■ EXCERPT PROVIDED ■

________________

Support nested variants in CopyHostToDevice and CopyDeviceToHost.

PiperOrigin-RevId: 214853860
author: Saurabh Saxena <srbs@google.com> 2018-09-27 16:16:26 -0700
committer: TensorFlower Gardener <gardener@tensorflow.org> 2018-09-27 16:28:11 -0700
commit: 5f67bf69d3f53d1cd3bb86ebeeb03ea2bba5911b (patch)
tree: 8ae6c4649b30874b3b2b5edd867b9f20813d3da9
parent: f41573b7956871b4142c97eb85ddf163ad641976 (diff)
3 files changed, 75 insertions, 37 deletions
diff --git a/tensorflow/core/common_runtime/copy_tensor.cc b/tensorflow/core/common_runtime/copy_tensor.cc
index d800a86199..6e2eb66b94 100644
--- a/tensorflow/core/common_runtime/copy_tensor.cc
+++ b/tensorflow/core/common_runtime/copy_tensor.cc
@@ -61,26 +61,33 @@ void CopyHostToDevice(const Tensor* input, Allocator* cpu_allocator,
       status_cb->Unref();
     };
     auto copier = std::bind(
-        [dst, recv_dev_context, out_allocator, status_cb](
-            StatusCallback wrapped_done_,
-            // Begin unbound arguments
-            const Tensor& from, Tensor* to) {
-          if (!DMAHelper::CanUseDMA(&from)) {
-            Status err = errors::InvalidArgument(
-                "During Variant Host->Device Copy: "
-                "non-DMA-copy attempted of tensor type: ",
-                DataTypeString(from.dtype()));
-            status_cb->UpdateStatus(err);
-            return err;
-          }
-          if (status_cb->ok()) {
+        [dst, recv_dev_context, out_allocator, status_cb, cpu_allocator,
+         edge_name](StatusCallback wrapped_done_,
+                    // Begin unbound arguments
+                    const Tensor& from, Tensor* to) {
+          if (from.dtype() == DT_VARIANT) {
             status_cb->Ref();
-            *to = Tensor(out_allocator, from.dtype(), from.shape());
-            recv_dev_context->CopyCPUTensorToDevice(&from, dst, to,
-                                                    wrapped_done_);
+            CopyHostToDevice(&from, cpu_allocator, out_allocator, edge_name,
+                             dst, to, recv_dev_context, wrapped_done_);
             return Status::OK();
           } else {
-            return status_cb->status();
+            if (!DMAHelper::CanUseDMA(&from)) {
+              Status err = errors::InvalidArgument(
+                  "During Variant Host->Device Copy: "

________________

■ DATA LISTING ■
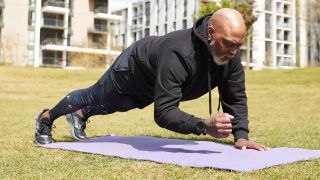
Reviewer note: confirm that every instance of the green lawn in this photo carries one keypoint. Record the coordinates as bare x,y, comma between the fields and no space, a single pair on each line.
283,112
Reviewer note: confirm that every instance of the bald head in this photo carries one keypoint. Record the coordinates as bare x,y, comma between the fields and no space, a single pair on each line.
226,31
228,19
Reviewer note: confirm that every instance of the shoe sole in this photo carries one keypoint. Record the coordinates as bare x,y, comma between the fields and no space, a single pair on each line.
35,139
72,127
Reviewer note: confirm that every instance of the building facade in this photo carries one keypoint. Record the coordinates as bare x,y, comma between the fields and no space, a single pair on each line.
272,43
154,17
52,32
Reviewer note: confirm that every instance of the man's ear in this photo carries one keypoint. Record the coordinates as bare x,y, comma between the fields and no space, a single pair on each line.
211,31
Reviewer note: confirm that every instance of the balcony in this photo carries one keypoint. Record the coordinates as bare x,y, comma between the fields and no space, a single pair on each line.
52,61
102,13
53,23
54,3
2,4
1,22
98,29
56,41
58,7
101,10
136,27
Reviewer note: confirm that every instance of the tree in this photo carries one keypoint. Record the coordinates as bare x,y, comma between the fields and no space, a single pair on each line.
245,7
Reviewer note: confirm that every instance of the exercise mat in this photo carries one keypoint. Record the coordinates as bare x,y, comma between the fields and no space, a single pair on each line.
187,152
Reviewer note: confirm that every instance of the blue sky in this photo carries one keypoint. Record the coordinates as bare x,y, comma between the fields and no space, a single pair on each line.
115,4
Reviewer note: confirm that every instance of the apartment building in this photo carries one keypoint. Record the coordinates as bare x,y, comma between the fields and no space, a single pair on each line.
272,42
154,17
54,32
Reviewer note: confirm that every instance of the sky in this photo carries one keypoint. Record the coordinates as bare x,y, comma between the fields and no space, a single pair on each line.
115,4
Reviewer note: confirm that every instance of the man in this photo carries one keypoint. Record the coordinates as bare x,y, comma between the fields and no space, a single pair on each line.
179,66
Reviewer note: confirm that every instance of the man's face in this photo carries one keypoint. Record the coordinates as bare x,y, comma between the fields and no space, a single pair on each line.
224,44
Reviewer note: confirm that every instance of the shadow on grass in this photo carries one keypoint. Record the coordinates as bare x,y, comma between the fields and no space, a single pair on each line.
223,141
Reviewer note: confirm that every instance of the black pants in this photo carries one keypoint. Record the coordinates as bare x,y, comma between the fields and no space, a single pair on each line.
105,96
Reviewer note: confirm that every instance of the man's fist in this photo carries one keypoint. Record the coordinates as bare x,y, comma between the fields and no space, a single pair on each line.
219,126
246,144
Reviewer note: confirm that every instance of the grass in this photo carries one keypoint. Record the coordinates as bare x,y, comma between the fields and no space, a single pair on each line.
283,112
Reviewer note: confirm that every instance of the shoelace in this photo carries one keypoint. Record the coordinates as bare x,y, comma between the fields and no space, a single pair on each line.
83,124
47,128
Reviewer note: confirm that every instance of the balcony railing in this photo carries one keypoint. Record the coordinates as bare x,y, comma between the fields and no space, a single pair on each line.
101,10
56,41
1,21
53,22
98,45
53,61
1,3
100,27
55,3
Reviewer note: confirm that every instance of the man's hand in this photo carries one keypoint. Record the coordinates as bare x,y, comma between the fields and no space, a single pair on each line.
219,126
246,144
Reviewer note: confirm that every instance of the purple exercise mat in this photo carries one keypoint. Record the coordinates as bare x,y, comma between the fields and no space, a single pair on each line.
187,152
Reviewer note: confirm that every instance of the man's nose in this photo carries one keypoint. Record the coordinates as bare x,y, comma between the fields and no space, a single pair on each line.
233,51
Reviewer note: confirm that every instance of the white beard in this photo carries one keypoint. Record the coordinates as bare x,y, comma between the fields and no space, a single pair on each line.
221,60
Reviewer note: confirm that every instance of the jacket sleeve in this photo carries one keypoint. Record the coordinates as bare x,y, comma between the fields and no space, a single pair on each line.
171,74
234,99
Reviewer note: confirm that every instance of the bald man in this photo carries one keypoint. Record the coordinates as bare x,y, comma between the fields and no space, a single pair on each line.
180,66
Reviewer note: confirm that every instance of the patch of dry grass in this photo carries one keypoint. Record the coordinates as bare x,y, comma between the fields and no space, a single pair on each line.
283,111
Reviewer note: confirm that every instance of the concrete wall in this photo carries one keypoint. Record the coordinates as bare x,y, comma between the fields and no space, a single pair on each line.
15,31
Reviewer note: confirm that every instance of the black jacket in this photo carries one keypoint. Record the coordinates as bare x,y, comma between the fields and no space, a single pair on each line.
173,68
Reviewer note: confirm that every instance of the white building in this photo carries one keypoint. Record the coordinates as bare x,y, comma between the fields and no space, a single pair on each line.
273,42
48,32
154,17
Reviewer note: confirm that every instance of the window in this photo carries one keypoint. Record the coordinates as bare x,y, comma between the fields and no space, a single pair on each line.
165,29
268,53
267,5
268,27
286,49
146,32
184,24
185,6
147,13
286,35
157,30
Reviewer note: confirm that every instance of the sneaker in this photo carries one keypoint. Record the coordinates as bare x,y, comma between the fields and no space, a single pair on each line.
77,126
43,129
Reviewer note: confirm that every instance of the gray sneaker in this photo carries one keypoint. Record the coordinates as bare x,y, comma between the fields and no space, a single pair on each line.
77,126
42,133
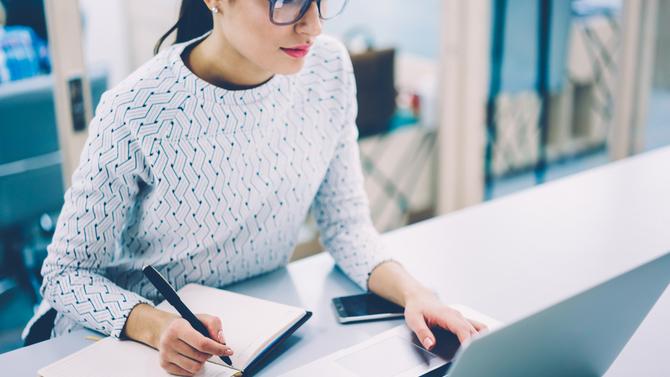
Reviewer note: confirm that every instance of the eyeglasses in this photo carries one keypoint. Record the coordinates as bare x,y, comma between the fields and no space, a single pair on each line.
289,12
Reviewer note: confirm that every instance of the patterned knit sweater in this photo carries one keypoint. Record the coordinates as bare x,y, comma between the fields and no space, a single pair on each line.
208,185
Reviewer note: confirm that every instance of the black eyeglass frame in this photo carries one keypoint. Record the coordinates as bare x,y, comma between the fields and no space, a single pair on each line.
303,11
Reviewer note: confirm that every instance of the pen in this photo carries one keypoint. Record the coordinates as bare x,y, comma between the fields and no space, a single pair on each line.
171,296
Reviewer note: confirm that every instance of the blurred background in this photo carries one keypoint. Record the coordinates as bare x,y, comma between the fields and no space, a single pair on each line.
460,102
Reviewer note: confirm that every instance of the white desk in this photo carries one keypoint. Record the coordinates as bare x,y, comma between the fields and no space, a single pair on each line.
506,258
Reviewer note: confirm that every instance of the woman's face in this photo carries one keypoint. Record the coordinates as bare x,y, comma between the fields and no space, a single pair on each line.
246,26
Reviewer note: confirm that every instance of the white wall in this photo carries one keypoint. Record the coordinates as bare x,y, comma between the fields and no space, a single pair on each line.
120,34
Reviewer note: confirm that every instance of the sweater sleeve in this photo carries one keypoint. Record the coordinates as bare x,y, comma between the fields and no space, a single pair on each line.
341,206
104,188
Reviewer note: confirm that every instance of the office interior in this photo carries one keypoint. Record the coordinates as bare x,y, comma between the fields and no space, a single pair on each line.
454,111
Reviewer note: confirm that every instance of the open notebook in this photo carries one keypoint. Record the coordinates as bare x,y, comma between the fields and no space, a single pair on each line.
252,328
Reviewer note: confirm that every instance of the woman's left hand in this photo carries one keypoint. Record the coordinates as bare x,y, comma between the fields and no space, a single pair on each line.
424,310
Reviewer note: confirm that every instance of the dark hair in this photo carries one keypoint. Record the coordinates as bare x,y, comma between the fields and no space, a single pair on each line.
27,13
194,20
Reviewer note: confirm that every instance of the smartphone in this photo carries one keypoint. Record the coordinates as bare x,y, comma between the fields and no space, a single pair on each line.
365,307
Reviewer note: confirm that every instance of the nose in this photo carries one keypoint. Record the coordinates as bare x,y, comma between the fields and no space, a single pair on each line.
310,23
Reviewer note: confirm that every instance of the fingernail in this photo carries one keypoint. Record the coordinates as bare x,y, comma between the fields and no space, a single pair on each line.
220,335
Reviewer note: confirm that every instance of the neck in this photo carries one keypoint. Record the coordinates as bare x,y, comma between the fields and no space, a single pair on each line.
217,62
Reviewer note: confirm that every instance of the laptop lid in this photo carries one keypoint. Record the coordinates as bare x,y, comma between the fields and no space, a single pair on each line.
580,336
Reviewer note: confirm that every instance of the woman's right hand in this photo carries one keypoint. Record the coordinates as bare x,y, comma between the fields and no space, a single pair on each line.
183,351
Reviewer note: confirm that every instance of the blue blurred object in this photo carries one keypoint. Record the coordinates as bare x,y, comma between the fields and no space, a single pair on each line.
23,54
30,161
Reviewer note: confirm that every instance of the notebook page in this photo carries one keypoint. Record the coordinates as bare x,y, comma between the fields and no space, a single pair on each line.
248,323
111,357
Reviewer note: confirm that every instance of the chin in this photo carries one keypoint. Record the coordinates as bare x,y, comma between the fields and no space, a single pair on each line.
291,68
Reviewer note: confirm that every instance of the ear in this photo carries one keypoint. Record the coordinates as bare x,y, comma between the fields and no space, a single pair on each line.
213,5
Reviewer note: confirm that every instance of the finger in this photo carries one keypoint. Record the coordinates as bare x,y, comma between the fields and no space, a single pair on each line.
459,326
479,326
200,342
416,323
190,352
189,365
214,326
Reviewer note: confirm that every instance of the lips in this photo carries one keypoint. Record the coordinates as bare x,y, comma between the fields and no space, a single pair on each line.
296,52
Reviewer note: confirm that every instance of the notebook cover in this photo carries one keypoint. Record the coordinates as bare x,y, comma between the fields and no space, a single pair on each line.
257,363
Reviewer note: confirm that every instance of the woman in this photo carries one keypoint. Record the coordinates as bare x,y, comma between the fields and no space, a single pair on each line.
204,163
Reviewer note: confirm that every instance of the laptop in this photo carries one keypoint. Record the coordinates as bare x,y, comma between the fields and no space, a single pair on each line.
579,336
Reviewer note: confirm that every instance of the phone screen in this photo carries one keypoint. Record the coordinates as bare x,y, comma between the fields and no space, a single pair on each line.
368,304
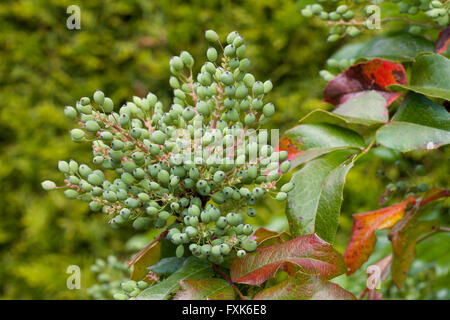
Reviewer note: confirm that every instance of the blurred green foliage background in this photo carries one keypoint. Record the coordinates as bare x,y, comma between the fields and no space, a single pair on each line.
123,48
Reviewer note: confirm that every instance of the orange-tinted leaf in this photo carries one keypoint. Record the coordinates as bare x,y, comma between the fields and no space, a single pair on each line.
443,41
309,254
375,75
205,289
363,238
266,237
147,258
304,287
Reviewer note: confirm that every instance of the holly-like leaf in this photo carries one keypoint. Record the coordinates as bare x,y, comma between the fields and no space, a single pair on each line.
375,75
148,257
430,76
192,268
399,48
308,141
374,110
167,265
304,287
363,238
266,237
314,204
308,254
404,236
205,289
443,41
418,124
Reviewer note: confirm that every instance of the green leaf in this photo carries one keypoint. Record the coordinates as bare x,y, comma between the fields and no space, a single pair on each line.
315,202
303,287
353,123
418,124
205,289
369,106
404,236
396,48
167,265
150,256
192,268
430,75
311,140
418,109
308,254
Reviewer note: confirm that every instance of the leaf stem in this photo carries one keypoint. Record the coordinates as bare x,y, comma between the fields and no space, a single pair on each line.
158,238
217,269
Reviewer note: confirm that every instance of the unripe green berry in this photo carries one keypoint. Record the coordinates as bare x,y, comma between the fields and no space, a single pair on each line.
77,135
180,251
71,194
258,88
241,253
281,196
211,35
48,185
70,112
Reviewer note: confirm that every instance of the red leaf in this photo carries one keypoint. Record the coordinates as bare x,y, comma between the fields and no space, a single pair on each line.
308,253
363,238
303,287
371,75
443,41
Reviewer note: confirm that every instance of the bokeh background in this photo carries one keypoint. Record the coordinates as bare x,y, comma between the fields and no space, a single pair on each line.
123,48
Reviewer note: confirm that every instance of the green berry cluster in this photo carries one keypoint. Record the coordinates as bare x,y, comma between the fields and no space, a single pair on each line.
401,189
110,273
351,19
129,289
202,190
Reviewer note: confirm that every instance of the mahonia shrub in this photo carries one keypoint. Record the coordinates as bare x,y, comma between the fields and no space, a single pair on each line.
197,168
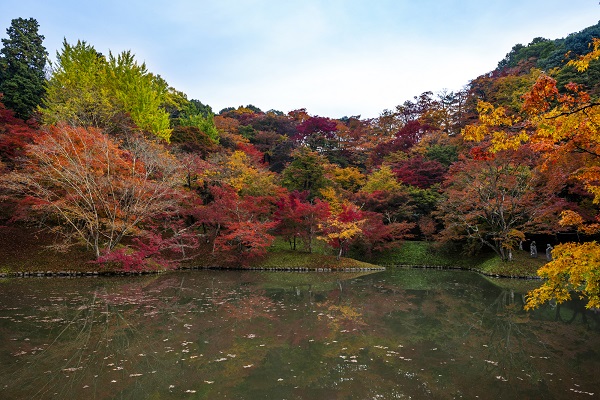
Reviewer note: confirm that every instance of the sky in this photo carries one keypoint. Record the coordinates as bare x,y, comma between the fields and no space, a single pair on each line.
333,57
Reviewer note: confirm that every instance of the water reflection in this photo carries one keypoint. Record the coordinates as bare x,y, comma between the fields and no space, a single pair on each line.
246,335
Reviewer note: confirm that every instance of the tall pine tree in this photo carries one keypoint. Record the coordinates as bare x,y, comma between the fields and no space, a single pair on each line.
22,62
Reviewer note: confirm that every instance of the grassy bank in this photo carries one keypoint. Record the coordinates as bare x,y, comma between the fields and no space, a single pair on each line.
432,255
25,250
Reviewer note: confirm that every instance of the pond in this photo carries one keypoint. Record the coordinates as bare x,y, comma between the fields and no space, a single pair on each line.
395,334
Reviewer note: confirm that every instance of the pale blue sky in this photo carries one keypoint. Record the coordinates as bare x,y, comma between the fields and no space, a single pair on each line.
332,57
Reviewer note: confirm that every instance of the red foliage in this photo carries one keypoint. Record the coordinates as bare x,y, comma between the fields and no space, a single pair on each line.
240,224
420,172
15,135
252,152
297,217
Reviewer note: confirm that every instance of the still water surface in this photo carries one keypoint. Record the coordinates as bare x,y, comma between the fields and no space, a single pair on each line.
397,334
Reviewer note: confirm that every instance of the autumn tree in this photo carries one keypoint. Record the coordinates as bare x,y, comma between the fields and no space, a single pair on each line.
299,218
566,128
22,63
496,201
305,172
239,225
89,189
342,228
15,135
88,89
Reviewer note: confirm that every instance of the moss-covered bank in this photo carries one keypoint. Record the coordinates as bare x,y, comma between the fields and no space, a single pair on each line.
24,252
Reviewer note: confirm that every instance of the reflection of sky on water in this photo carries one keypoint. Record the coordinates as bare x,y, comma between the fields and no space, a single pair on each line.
209,334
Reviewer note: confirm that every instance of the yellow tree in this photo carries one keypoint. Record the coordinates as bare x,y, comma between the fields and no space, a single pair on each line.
564,125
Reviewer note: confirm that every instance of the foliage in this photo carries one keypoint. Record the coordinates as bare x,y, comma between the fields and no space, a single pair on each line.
574,268
299,218
22,64
87,89
15,135
240,225
340,229
496,201
305,172
381,180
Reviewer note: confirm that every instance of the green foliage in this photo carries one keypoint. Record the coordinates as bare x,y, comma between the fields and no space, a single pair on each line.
22,63
139,93
444,154
205,124
306,172
86,89
381,180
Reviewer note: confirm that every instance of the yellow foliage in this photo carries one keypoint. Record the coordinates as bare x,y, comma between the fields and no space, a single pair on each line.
344,230
574,268
382,179
349,178
331,196
496,124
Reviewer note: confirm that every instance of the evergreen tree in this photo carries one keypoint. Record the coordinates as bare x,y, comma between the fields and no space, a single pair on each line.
22,63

________________

■ TASK TO COMPLETE ■
How many files does the commit page say were changed? The data has nothing to do with the commit page.

■ ANSWER TO THE TASK ■
Three files.